─── Exercise inputs ───

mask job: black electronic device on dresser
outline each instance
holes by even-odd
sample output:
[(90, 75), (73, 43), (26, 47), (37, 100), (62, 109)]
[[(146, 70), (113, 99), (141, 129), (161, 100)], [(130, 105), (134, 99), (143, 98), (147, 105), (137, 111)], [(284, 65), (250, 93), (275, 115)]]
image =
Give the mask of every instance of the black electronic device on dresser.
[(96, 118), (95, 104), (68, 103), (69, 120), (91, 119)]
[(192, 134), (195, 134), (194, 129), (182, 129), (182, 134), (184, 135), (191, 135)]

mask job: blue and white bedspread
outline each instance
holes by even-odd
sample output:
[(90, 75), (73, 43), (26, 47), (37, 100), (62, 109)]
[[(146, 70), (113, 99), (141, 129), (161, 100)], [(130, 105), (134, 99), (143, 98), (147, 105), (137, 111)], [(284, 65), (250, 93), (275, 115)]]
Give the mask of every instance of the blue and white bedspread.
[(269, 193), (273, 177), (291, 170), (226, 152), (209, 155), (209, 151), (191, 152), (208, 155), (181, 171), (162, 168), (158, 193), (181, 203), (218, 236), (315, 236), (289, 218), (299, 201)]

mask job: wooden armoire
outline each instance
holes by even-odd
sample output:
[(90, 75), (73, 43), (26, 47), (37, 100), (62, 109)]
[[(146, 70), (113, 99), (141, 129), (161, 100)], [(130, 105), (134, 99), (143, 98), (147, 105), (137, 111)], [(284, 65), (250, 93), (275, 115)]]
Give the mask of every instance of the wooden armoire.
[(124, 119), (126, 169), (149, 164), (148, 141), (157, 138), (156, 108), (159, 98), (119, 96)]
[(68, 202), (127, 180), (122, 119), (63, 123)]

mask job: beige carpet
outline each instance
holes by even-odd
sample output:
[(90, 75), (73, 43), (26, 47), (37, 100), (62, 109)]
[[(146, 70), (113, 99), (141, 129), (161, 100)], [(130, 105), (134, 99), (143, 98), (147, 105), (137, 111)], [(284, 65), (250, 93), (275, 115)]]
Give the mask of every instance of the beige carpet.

───

Stated goal
Rewrite all of the records above, changing each "mask job" to "labeling job" and keeping everything else the same.

Answer below
labeling job: black electronic device on dresser
outline each instance
holes by even-odd
sample output:
[(90, 75), (73, 43), (26, 47), (37, 100), (62, 109)]
[[(146, 70), (113, 99), (141, 129), (161, 100)], [(130, 105), (134, 99), (143, 98), (147, 105), (137, 111)], [(284, 65), (250, 93), (275, 115)]]
image =
Give the mask of every instance of the black electronic device on dresser.
[(96, 118), (95, 104), (68, 103), (69, 120), (91, 119)]
[(192, 134), (195, 134), (194, 129), (182, 129), (182, 134), (184, 135), (191, 135)]

labeling job: blue and white bedspread
outline each instance
holes by even-odd
sample output:
[(90, 75), (73, 43), (26, 47), (37, 100), (62, 109)]
[[(146, 70), (113, 99), (141, 129), (161, 100)], [(130, 105), (134, 99), (143, 98), (147, 105), (137, 111)], [(284, 65), (250, 93), (275, 115)]]
Give the mask of every instance of the blue and white bedspread.
[(269, 193), (273, 177), (291, 170), (226, 152), (209, 155), (209, 151), (191, 152), (208, 155), (181, 171), (162, 168), (158, 193), (181, 203), (218, 236), (315, 236), (289, 218), (299, 201)]

labeling job: wooden armoire
outline each instance
holes by even-odd
sample output:
[(90, 75), (73, 43), (26, 47), (37, 100), (62, 109)]
[[(146, 70), (113, 99), (141, 129), (161, 100)], [(130, 105), (134, 99), (143, 98), (147, 105), (137, 111)], [(284, 65), (250, 93), (275, 115)]]
Give the mask of every instance of the wooden armoire.
[(124, 119), (126, 169), (149, 164), (148, 141), (157, 138), (156, 108), (159, 98), (119, 96)]
[(68, 202), (127, 180), (122, 119), (63, 123)]

labeling job: beige carpet
outline each instance
holes by even-odd
sample output:
[(90, 75), (73, 43), (26, 47), (37, 100), (62, 109)]
[[(146, 70), (113, 99), (141, 129), (161, 100)], [(130, 105), (134, 99), (143, 98), (147, 105), (137, 111)], [(284, 65), (250, 93), (275, 115)]]
Give the mask of every instance of the beige carpet.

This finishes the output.